> TASK TO COMPLETE
Locate each line of the material containing the string "column", and copy those lines out.

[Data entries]
============================================================
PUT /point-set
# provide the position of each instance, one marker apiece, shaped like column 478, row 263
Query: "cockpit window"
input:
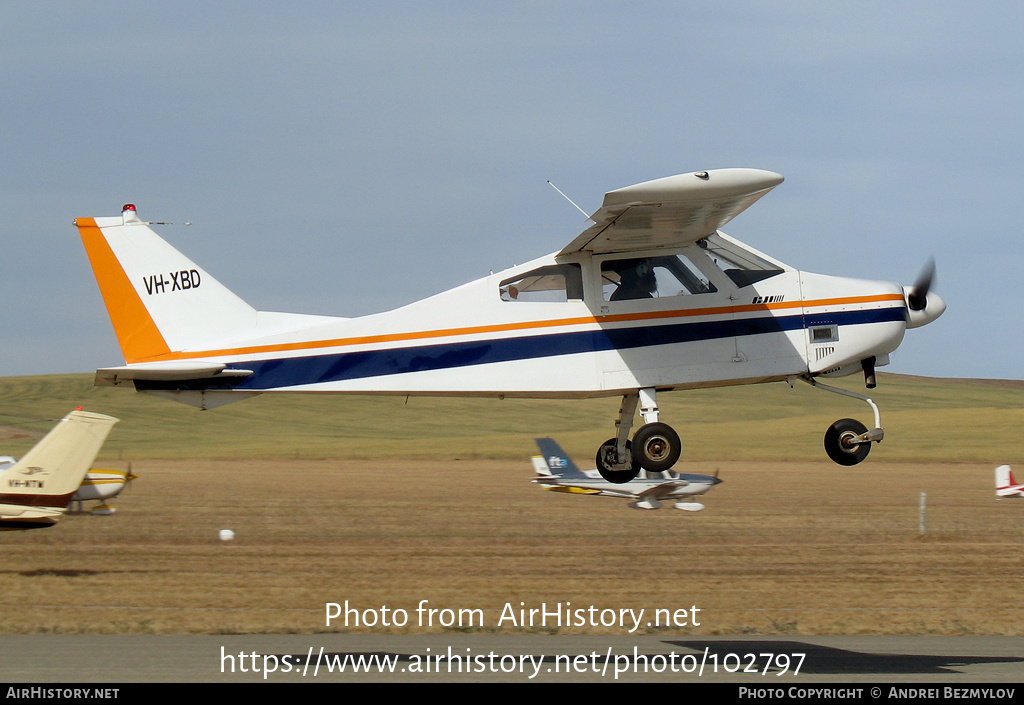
column 554, row 283
column 652, row 278
column 739, row 264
============================================================
> TASK RESPONSE
# provide the position of each instance, one marker apiece, shaped like column 478, row 263
column 554, row 283
column 652, row 278
column 739, row 264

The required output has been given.